### GIVEN ENTRIES
####
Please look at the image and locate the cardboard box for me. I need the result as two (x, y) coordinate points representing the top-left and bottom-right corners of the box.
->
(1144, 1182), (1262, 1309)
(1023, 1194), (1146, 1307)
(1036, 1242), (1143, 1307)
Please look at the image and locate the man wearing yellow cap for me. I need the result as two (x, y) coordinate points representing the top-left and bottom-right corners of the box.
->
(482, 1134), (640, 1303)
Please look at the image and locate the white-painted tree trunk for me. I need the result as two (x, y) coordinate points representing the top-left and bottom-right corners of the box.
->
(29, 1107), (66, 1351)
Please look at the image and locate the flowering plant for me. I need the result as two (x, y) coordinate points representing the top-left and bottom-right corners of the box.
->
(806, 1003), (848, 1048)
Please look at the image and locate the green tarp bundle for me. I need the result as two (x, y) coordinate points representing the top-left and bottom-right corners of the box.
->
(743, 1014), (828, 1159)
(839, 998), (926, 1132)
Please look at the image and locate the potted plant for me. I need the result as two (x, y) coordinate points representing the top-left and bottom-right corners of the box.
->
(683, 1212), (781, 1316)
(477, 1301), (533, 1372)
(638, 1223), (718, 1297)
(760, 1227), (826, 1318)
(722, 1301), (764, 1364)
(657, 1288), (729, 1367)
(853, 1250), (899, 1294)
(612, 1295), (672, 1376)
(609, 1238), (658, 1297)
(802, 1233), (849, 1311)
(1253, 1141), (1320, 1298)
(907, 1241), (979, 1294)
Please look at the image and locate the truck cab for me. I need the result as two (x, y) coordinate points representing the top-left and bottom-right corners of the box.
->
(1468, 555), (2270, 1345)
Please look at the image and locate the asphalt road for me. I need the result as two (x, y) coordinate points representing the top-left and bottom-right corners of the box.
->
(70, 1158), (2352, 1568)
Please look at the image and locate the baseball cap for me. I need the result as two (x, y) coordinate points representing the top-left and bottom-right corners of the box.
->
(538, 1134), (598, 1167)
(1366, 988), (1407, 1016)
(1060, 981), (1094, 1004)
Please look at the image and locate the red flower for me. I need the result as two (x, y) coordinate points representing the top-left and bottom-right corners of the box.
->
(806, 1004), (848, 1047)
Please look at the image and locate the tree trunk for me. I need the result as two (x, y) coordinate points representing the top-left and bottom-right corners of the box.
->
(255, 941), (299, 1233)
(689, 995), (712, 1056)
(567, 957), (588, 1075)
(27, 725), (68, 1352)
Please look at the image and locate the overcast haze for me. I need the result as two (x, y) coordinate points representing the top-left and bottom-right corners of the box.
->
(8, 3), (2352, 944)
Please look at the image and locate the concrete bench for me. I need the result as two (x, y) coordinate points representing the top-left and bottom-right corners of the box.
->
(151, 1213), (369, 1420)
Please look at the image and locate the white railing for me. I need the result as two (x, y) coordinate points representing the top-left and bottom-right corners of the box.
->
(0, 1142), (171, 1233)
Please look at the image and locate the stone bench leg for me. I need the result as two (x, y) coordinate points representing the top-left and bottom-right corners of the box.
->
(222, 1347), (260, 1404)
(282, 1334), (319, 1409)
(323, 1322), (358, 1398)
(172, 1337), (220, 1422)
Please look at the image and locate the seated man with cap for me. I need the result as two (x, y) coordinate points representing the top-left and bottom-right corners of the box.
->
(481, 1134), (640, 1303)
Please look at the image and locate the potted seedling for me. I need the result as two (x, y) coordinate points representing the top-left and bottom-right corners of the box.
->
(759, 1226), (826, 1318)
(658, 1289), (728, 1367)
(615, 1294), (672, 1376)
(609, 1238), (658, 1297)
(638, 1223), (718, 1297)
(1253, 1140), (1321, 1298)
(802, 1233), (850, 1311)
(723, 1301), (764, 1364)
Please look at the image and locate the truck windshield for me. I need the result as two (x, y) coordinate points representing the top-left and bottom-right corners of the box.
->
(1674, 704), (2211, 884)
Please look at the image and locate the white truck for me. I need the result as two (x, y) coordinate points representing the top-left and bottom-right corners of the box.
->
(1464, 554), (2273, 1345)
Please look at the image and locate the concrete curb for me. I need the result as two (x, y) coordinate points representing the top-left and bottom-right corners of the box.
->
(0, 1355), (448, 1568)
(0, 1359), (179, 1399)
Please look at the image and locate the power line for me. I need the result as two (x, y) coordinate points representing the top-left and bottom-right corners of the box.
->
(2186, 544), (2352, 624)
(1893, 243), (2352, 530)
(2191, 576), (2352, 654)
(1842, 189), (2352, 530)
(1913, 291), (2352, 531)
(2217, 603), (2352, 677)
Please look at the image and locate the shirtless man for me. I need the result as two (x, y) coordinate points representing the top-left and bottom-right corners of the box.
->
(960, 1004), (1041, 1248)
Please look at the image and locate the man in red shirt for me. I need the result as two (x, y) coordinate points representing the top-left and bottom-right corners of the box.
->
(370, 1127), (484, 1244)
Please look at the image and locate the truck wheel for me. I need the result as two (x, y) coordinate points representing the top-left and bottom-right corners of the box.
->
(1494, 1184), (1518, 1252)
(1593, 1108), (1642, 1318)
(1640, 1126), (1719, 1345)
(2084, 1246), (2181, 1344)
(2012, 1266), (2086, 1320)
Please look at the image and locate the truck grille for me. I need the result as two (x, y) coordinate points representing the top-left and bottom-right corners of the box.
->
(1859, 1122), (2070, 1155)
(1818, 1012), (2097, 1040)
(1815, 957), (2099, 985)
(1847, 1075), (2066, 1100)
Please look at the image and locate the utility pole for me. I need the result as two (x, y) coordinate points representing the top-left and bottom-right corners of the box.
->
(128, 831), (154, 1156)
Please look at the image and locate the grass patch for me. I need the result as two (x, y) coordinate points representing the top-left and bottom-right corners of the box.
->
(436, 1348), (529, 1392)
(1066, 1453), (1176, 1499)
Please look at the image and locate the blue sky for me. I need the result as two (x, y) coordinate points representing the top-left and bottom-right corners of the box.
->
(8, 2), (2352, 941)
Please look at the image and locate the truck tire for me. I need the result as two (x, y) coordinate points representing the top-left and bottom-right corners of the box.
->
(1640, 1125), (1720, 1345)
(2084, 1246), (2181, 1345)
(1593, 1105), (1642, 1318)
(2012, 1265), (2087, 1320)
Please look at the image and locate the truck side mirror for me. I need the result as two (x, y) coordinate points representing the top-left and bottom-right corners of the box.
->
####
### YOUR TASK
Copy out the whole listing exactly; please set it all down.

### SOLUTION TO THIS TASK
Please look at the image and locate the cardboard box for me. I need the result as two (x, y) coordinate points representing the top-left and bottom-right corners of the box.
->
(1144, 1182), (1262, 1309)
(1023, 1194), (1146, 1307)
(1036, 1242), (1143, 1307)
Please look at the image and locate the man wearing yellow cap for me. I need the result as two (x, y) coordinate points representing the top-left and bottom-right corners of the box.
->
(482, 1134), (640, 1303)
Please look at the image and locate the white-painted tree trunk for me. I need the result as two (x, y) coordinate points representing the top-left and bottom-right corners of the box.
->
(29, 1107), (66, 1351)
Please look at the image and locate the flowering plant for me. I need the result as two (x, y) coordinate points representing the top-left and bottom-right corners of the box.
->
(806, 1003), (848, 1048)
Please look at the image and locate the green tarp bundle for me. I need the result as two (x, y) coordinate points representing the top-left and bottom-right corners of the box.
->
(743, 1014), (828, 1159)
(839, 998), (926, 1132)
Please look at the image and locate the potted plant for me. I need the result as two (x, y) coordinate points representing the top-left and bottom-right corners of the box.
->
(683, 1212), (781, 1316)
(477, 1301), (533, 1372)
(638, 1223), (718, 1297)
(760, 1227), (826, 1318)
(722, 1301), (764, 1364)
(657, 1288), (729, 1367)
(853, 1250), (899, 1294)
(612, 1295), (672, 1376)
(609, 1238), (658, 1297)
(802, 1233), (849, 1311)
(1253, 1141), (1320, 1298)
(907, 1241), (979, 1294)
Please look at the image and locate the truck cab for me. I need the result as two (x, y) coordinate points representing the top-left and bottom-right corners of the box.
->
(1468, 555), (2270, 1345)
Please look at the image and locate the asphalt road for me. I need the result as two (x, y) coordinate points representing the top-left and bottom-right corners of the box.
->
(70, 1158), (2352, 1568)
Please look at the image and locate the baseball cap for me. I need the result as two (x, y) coordinate points representing the top-left and bottom-right corners of the box.
->
(538, 1134), (598, 1167)
(1366, 988), (1407, 1016)
(1060, 981), (1094, 1004)
Please look at the image and locate the red flower for me. I need the result as two (x, y) coordinate points representing the top-left and bottom-right corners of the box.
->
(806, 1004), (848, 1047)
Please look at the image and locate the tree trunk for me. I need the result as two (x, y) coordinate points representing the top-left and bottom-right corners of the box.
->
(255, 941), (299, 1233)
(689, 995), (712, 1056)
(567, 957), (588, 1075)
(27, 725), (68, 1352)
Please look at the image and locate the overcast haze for me. I need the result as two (x, y) coordinate points representing the top-left and bottom-right corners of the box.
->
(8, 3), (2352, 944)
Please look at the image and locate the concrete bench for me. I need the result as two (x, y) coordinate points representing the top-left and bottom-right corners of the box.
->
(151, 1213), (369, 1420)
Please look at the image and locate the white railing for me. I need the result as two (x, y) coordinate points representing the top-left and bottom-right corners of the box.
->
(0, 1142), (171, 1233)
Please look at the image and locate the stone bench leg for me. I need the result as two (x, y) coordinate points representing the top-left and bottom-right corners of the box.
->
(222, 1347), (260, 1404)
(282, 1334), (319, 1409)
(323, 1322), (358, 1398)
(172, 1337), (220, 1422)
Please look at the image and locate the seated man with cap for me. I need the result as two (x, y) coordinate points representing the top-left and bottom-right corners of the box.
->
(481, 1134), (640, 1303)
Please look at the image and locate the potted seedling for me. I need the result as two (x, y) coordinate points representing the top-left and bottom-right corners of the box.
->
(759, 1226), (826, 1318)
(658, 1289), (728, 1367)
(615, 1294), (672, 1376)
(609, 1238), (658, 1297)
(638, 1223), (718, 1297)
(1253, 1140), (1321, 1298)
(802, 1233), (850, 1311)
(723, 1301), (764, 1364)
Please look at the image and locate the truck windshield for me. I need the result as two (x, y) coordinate points representing the top-left and bottom-right corners of the box.
->
(1674, 704), (2211, 884)
Please look at the image and locate the white truck for me. I need the result as two (x, y) coordinate points representing the top-left and bottom-right corners of the box.
->
(1464, 554), (2273, 1345)
Please look at the image and locate the concrete curb for me. I need the result as two (x, y) coordinate points representing the top-left and bottom-right corners of the box.
->
(0, 1355), (448, 1568)
(0, 1359), (179, 1399)
Please look at the image and locate the power line for me. I need the result as two (x, y) coordinate points representing the top-left and bottom-right corners of the box.
->
(2186, 544), (2352, 624)
(1893, 243), (2352, 530)
(2191, 576), (2352, 654)
(1842, 189), (2352, 530)
(1913, 291), (2352, 531)
(2217, 603), (2352, 677)
Please look at the image and locate the shirtless man for me. I need the result as two (x, y) coordinate points representing the top-left and bottom-right corners of the box.
->
(960, 1004), (1041, 1248)
Please look at the image and locate the man in red shirt for me. I need the result as two (x, y) coordinate points representing the top-left and bottom-right corners of the box.
->
(370, 1127), (484, 1244)
Please look at the image and locate the truck wheel for me. I need the result as two (x, y) coordinate points representing the top-left and bottom-right corners of the box.
->
(1494, 1184), (1518, 1252)
(1593, 1108), (1642, 1318)
(1640, 1126), (1719, 1345)
(2084, 1246), (2181, 1344)
(2012, 1266), (2086, 1320)
Please look at the image and locate the truck grille for me. I need the result as two (x, y) coordinate points representing the top-left and bottom-right corners of the box.
->
(1859, 1122), (2070, 1155)
(1818, 1012), (2097, 1040)
(1815, 957), (2099, 985)
(1847, 1075), (2066, 1100)
Please look at the image and locate the utility pole for me. I need the result as two (x, y) coordinate points representing the top-left and bottom-right corners of the box.
->
(128, 831), (154, 1156)
Please look at the image and locate the grass patch for me. I need the result as two (x, y) coordinate points representing the top-left and bottom-right corners of the box.
->
(436, 1348), (529, 1392)
(1066, 1453), (1176, 1499)
Please look at the image and locate the blue sky for me. I need the result as two (x, y) coordinate points representing the top-left and bottom-right corners of the box.
->
(8, 2), (2352, 941)
Please look at the image and locate the truck tire for me. I need the result as two (x, y) coordinate points representing the top-left and bottom-right corners of the box.
->
(1640, 1125), (1720, 1345)
(2084, 1246), (2181, 1345)
(1593, 1105), (1642, 1318)
(2012, 1265), (2087, 1320)
Please look at the image and locate the truck side mirror for me. I need the result as two (x, y) coordinate points representing the top-left and bottom-right corners of the box.
->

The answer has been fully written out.